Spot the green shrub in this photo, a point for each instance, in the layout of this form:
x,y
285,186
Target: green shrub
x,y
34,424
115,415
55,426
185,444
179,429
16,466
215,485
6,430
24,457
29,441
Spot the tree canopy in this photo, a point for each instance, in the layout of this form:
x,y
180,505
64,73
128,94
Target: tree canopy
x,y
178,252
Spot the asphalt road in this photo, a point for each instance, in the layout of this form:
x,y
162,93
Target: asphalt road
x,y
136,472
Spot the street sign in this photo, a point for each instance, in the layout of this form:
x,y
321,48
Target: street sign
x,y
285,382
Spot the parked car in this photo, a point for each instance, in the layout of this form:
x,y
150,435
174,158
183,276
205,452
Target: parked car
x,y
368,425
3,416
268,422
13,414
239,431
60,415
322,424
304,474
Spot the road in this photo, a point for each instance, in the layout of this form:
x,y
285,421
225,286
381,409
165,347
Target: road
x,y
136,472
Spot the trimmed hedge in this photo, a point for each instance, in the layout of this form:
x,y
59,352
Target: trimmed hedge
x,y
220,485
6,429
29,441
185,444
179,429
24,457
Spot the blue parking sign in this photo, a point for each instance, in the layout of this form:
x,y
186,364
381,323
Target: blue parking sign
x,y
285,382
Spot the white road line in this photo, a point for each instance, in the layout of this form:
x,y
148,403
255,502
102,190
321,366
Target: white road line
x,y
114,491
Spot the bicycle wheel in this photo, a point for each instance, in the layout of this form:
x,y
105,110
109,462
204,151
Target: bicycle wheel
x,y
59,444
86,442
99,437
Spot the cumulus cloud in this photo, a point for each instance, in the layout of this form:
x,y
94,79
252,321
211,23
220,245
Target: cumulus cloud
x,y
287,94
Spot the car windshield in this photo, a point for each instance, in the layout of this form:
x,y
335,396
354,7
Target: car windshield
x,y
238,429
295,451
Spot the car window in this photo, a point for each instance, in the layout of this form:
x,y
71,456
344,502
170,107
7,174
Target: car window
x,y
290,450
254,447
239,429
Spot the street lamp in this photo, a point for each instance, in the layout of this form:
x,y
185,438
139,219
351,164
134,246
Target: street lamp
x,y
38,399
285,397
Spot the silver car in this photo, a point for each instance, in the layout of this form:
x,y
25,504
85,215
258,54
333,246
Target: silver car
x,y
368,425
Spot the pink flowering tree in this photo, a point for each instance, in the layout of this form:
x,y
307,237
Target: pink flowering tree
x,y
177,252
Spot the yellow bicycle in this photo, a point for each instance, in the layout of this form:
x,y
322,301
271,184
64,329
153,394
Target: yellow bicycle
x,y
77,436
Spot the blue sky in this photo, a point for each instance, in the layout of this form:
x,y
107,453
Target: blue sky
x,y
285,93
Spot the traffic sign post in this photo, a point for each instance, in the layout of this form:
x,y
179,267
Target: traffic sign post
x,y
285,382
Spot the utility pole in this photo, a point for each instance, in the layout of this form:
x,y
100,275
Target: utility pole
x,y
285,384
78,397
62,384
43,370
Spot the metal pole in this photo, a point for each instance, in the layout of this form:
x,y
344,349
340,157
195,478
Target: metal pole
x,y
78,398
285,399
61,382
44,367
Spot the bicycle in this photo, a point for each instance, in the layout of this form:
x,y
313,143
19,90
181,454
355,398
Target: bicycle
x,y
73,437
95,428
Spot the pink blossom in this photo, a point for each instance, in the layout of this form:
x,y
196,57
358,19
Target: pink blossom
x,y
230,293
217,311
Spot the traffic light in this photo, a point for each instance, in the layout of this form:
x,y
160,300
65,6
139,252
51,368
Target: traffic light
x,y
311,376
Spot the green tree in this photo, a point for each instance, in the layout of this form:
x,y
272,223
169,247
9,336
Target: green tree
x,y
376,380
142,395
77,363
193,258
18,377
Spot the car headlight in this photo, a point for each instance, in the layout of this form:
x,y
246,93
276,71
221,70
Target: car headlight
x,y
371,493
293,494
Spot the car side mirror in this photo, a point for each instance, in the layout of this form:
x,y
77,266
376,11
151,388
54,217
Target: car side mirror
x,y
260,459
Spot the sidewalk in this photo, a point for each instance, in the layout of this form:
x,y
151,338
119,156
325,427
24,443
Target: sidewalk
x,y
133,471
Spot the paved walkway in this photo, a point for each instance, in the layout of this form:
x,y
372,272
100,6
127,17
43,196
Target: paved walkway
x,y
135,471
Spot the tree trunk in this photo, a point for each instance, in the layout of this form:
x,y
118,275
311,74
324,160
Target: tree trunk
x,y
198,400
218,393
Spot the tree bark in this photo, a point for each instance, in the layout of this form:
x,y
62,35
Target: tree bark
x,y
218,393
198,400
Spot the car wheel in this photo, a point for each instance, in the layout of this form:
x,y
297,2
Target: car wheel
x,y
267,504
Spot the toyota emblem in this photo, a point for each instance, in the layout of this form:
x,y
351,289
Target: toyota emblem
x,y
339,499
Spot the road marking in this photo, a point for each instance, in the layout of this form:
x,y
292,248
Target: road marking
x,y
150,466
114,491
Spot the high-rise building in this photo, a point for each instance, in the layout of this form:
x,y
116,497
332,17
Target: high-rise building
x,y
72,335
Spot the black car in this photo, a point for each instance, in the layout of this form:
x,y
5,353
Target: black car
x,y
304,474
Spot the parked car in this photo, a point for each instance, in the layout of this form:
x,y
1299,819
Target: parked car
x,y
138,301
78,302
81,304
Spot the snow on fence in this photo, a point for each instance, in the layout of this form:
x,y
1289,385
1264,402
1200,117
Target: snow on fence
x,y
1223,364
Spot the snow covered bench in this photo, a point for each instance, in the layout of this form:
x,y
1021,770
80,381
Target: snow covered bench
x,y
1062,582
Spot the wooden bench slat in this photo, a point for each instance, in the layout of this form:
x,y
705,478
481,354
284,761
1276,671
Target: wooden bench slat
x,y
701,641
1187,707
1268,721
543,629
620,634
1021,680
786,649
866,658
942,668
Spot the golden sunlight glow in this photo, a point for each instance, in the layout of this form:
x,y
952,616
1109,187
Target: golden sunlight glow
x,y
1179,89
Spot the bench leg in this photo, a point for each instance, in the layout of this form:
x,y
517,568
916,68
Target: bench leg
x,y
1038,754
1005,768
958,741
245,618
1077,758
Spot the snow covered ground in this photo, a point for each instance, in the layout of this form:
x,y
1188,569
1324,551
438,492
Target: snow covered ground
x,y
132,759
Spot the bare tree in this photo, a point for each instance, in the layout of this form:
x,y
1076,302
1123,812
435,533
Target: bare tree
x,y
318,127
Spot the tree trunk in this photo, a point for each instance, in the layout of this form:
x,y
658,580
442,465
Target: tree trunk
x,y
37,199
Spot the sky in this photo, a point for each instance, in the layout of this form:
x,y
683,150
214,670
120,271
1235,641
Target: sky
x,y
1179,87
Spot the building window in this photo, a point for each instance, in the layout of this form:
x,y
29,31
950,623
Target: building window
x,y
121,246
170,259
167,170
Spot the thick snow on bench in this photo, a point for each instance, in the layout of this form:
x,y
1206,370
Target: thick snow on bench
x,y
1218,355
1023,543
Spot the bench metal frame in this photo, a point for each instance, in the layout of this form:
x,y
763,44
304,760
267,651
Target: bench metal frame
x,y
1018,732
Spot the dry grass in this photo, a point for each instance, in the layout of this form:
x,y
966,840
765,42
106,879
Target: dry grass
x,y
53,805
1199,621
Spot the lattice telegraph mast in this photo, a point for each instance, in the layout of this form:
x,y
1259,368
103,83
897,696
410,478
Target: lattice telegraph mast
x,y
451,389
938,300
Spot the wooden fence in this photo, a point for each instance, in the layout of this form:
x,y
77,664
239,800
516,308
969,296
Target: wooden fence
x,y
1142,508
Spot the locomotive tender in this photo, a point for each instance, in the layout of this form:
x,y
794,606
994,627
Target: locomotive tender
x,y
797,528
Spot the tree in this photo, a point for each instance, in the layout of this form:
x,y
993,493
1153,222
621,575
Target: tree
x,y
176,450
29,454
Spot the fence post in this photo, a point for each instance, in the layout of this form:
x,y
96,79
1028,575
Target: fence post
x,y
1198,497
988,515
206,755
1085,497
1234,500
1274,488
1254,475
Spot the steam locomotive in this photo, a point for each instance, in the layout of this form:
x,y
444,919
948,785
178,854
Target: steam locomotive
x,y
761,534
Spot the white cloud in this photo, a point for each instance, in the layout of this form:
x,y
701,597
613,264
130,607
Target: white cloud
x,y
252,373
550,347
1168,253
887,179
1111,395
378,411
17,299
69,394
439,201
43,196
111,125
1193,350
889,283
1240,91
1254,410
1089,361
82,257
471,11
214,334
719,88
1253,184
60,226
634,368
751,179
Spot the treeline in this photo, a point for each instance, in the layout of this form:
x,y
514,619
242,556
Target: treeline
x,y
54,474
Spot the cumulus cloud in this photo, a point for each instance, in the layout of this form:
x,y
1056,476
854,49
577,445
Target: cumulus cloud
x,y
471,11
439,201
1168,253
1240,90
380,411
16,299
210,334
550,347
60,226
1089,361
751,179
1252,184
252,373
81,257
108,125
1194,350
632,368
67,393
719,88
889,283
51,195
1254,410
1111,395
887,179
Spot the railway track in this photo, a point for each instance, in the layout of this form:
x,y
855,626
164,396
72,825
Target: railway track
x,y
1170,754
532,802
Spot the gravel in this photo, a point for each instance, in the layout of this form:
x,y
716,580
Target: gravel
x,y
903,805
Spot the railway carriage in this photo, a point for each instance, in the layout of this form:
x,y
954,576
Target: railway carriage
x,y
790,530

» TASK STATEMENT
Having output the line that contains "Spot the tree canopy", stop. Every line before it, back to the first line of the data, must be reproduced exactly.

» THE ANSWER
Spot the green shrub in this photo, a point for each instance, in the layout of this form:
x,y
285,186
Target: green shrub
x,y
34,424
115,415
55,426
185,444
179,429
16,466
215,485
6,430
24,457
29,441
Spot the tree canopy in this photo, a point for each instance, in the layout of this form:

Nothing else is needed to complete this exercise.